[EXCERPT PROVIDED]:
## start
What are the big investigations into governance failure telling us?

18 March 2026

Insights from GGi's latest monthly webinar


Points raised in this article:

- GGi's March webinar, attended by nearly 150 people, asked why lessons aren't learnt following high-profile public inquiries into governance failures.

- Our speakers – Dr Katy Steward, Max Caller CBE, and Professor Andrew Corbett-Nolan – brought distinctive perspectives from their own involvement in investigations.

- From the Post Office Horizon scandal to numerous local government and NHS breakdowns, lessons emerge of weak accountability, a lack of curiosity, and poor basic governance.

Public inquiries into governance failure are no longer rare events – they are a constant feature of the public sector landscape. From the Post Office Horizon scandal to repeated failures across health and local government, the same underlying patterns continue to emerge. The question is no longer what goes wrong, but why the lessons are so often not learnt.

GGi’s March webinar brought together nearly 150 public sector leaders to explore exactly that – what these investigations reveal about how governance breaks down in practice and why change remains so elusive.

Chaired by GGi principal consultant Aidan Rave, the session featured Dr Katy Steward, Max Caller CBE and Professor Andrew Corbett-Nolan, each offering their own distinctive perspective drawn from direct experience of high-profile investigations.
## end
[Dataset records]
## start
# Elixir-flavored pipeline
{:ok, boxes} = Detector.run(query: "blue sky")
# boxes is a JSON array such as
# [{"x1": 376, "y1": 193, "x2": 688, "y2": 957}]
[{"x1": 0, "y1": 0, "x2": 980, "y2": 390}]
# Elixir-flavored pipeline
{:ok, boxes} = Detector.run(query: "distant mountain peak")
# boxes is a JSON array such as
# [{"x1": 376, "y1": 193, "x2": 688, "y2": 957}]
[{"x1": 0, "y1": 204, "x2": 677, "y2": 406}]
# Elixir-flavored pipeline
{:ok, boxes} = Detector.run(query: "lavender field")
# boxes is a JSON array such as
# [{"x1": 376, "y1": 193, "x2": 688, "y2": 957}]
## end
[INSTRUCTION]: Repeat the passage of the article on the GGi webinar between "- From the Post" and "remains so elusive.", inclusive.

[RESULT OF THE EXERCISE]:
- From the Post Office Horizon scandal to numerous local government and NHS breakdowns, lessons emerge of weak accountability, a lack of curiosity, and poor basic governance.

Public inquiries into governance failure are no longer rare events – they are a constant feature of the public sector landscape. From the Post Office Horizon scandal to repeated failures across health and local government, the same underlying patterns continue to emerge. The question is no longer what goes wrong, but why the lessons are so often not learnt.

GGi’s March webinar brought together nearly 150 public sector leaders to explore exactly that – what these investigations reveal about how governance breaks down in practice and why change remains so elusive.